Directions:
Write out each line exactly as it stands, please.

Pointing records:
+---+
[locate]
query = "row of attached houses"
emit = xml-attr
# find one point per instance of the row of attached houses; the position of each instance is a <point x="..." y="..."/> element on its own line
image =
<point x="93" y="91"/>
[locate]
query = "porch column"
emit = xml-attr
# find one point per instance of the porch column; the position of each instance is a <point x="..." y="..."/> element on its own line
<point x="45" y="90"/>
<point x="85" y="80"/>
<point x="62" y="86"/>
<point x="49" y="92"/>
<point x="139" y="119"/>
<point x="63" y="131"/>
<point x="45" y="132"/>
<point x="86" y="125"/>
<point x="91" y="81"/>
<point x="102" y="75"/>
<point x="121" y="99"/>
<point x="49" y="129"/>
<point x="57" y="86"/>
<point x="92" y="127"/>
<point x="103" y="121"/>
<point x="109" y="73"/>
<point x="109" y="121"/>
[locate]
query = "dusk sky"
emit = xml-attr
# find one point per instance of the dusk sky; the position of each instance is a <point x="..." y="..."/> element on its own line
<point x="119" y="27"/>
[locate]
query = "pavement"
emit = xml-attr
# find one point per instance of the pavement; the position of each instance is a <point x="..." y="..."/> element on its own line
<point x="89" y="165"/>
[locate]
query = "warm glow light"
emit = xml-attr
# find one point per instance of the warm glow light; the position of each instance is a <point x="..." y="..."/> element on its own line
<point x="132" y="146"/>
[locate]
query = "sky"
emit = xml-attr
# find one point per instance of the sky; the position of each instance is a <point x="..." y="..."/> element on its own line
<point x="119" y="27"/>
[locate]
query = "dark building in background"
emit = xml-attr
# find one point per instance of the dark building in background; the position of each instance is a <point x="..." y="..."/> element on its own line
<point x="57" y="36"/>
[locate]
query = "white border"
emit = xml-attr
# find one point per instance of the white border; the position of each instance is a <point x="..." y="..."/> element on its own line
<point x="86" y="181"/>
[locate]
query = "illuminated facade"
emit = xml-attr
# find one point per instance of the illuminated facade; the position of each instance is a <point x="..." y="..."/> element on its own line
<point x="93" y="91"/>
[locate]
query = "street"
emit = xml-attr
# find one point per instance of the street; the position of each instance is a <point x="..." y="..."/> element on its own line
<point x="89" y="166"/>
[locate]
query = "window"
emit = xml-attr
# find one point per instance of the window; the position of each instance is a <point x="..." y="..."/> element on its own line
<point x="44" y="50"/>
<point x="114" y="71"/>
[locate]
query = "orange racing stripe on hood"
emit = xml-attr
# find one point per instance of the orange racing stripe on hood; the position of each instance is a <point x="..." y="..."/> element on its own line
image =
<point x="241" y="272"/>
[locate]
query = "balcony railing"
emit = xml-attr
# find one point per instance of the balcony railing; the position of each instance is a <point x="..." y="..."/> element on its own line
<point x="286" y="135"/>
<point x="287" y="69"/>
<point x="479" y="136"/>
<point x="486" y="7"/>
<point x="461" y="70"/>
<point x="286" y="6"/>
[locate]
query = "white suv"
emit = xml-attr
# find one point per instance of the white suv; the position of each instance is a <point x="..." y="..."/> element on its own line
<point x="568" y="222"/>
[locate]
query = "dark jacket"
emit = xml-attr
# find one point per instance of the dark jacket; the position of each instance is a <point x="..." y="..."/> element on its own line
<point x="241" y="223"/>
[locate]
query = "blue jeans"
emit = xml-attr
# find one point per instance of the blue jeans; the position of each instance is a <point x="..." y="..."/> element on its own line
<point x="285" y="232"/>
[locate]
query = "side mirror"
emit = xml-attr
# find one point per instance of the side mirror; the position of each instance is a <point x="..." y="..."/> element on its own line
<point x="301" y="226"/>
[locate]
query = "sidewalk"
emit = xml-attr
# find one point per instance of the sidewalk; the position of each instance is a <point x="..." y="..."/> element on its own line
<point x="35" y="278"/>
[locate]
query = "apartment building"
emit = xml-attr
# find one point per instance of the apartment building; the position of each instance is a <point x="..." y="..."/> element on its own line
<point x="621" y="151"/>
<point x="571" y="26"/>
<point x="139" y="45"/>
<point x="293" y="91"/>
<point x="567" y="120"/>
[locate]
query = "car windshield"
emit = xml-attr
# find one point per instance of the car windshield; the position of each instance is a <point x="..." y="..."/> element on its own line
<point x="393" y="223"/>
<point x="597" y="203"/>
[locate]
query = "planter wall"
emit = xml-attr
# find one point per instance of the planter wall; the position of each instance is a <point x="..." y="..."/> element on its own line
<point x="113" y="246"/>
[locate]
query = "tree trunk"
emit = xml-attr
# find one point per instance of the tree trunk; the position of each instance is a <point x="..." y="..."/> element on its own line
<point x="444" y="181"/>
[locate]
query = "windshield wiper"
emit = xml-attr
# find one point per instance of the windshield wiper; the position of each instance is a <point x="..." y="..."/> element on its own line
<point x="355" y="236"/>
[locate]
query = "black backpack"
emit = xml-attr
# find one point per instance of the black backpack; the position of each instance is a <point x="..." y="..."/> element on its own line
+---+
Full response:
[locate]
query = "row of attached houses"
emit = xml-attr
# find one point per instance of the row of attached houses; the position of each instance is a <point x="..." y="..."/> element on its own line
image =
<point x="93" y="91"/>
[locate]
query = "porch column"
emit = xml-attr
# find one point per instance of the porch column; the position of each instance is a <point x="..." y="..."/> element on its own line
<point x="45" y="90"/>
<point x="85" y="80"/>
<point x="62" y="86"/>
<point x="49" y="92"/>
<point x="139" y="119"/>
<point x="63" y="131"/>
<point x="45" y="132"/>
<point x="86" y="125"/>
<point x="91" y="81"/>
<point x="102" y="75"/>
<point x="121" y="99"/>
<point x="49" y="129"/>
<point x="57" y="86"/>
<point x="92" y="127"/>
<point x="103" y="121"/>
<point x="109" y="73"/>
<point x="109" y="121"/>
[locate]
query = "dusk sky"
emit = xml-attr
# find one point per instance of the dusk sky; the position of each instance is a <point x="..." y="..."/> element on its own line
<point x="119" y="27"/>
[locate]
query = "pavement"
emit = xml-attr
# find one point per instance of the pavement; the position of each instance is a <point x="..." y="..."/> element on its own line
<point x="89" y="165"/>
[locate]
query = "warm glow light"
emit = xml-attr
# find one point per instance of the warm glow light; the position of each instance is a <point x="..." y="..."/> element on its own line
<point x="132" y="146"/>
[locate]
query = "sky"
emit = xml-attr
# find one point per instance of the sky; the position of each instance is a <point x="..." y="..."/> element on its own line
<point x="119" y="27"/>
[locate]
query = "dark building in background"
emit = xml-attr
# find one point per instance of the dark building in background; the position of each instance is a <point x="..." y="..."/> element on its own line
<point x="57" y="36"/>
[locate]
query = "white border"
emit = xml-attr
# find one point per instance of the white border; the position of each instance is a <point x="..." y="..."/> element on its own line
<point x="86" y="181"/>
[locate]
query = "illuminated facade"
emit = xml-attr
# find one point per instance of the illuminated facade; the position of each instance is a <point x="..." y="..."/> element on its own line
<point x="93" y="91"/>
[locate]
query = "street"
emit = xml-attr
# find one point per instance of the street; the position of each instance is a <point x="..." y="..."/> element on its own line
<point x="89" y="166"/>
[locate]
query = "window"
emit = xml-attr
# find one point per instance of the window; the position of each instance is a <point x="..." y="..."/> element on its own line
<point x="44" y="50"/>
<point x="114" y="71"/>
[locate]
query = "orange racing stripe on hood"
emit = xml-attr
# find one point per instance of the orange racing stripe on hood; the position of each instance is a <point x="..." y="..."/> element on its own line
image =
<point x="241" y="272"/>
[locate]
query = "balcony railing"
emit = xml-attr
# find one point per instance of the balcony railing; the position of each instance is a <point x="..." y="..."/> element on its own line
<point x="286" y="135"/>
<point x="287" y="69"/>
<point x="479" y="136"/>
<point x="486" y="7"/>
<point x="461" y="70"/>
<point x="286" y="6"/>
[locate]
query = "white suv"
emit = xml-attr
# find one point per instance of the white suv; the position of each instance is a <point x="..." y="..."/> element on its own line
<point x="568" y="222"/>
[locate]
query = "dark jacket"
emit = xml-attr
# find one point per instance of the dark jacket; the position of each instance is a <point x="..." y="..."/> element on its own line
<point x="241" y="223"/>
[locate]
query = "blue jeans"
emit = xml-attr
# find one point per instance of the blue jeans; the position of each instance is a <point x="..." y="..."/> element on its own line
<point x="285" y="232"/>
[locate]
query = "side mirror"
emit = xml-attr
# find one point per instance of the side mirror; the position of each instance is a <point x="..." y="..."/> element on its own line
<point x="301" y="226"/>
[locate]
query = "sidewalk"
emit = xml-attr
# find one point per instance of the sidewalk; the position of each instance is a <point x="..." y="..."/> element on its own line
<point x="35" y="278"/>
[locate]
query = "apartment building"
emit = xml-attr
# find one point per instance of the apartment building; the position of each instance is a <point x="..." y="..."/> element on its own line
<point x="621" y="151"/>
<point x="571" y="26"/>
<point x="139" y="45"/>
<point x="293" y="91"/>
<point x="567" y="120"/>
[locate]
query = "car windshield"
emit = xml-attr
# find one point per instance of the car windshield; the position of each instance is a <point x="..." y="..."/> element on its own line
<point x="393" y="223"/>
<point x="597" y="203"/>
[locate]
query = "planter wall"
emit = xml-attr
# find one point per instance of the planter wall; the position of each instance is a <point x="..." y="..."/> element on its own line
<point x="113" y="246"/>
[locate]
query = "tree trunk"
emit = xml-attr
# find one point per instance of the tree trunk; the position of each instance is a <point x="..." y="..."/> element on its own line
<point x="444" y="181"/>
[locate]
query = "windshield wiper"
emit = xml-attr
# find one point per instance of the windshield wiper; the position of each instance is a <point x="..." y="..."/> element on its own line
<point x="355" y="236"/>
[locate]
query = "black backpack"
emit = xml-attr
# find one point per instance of the black backpack; the position of each instance is a <point x="..." y="..."/> element on its own line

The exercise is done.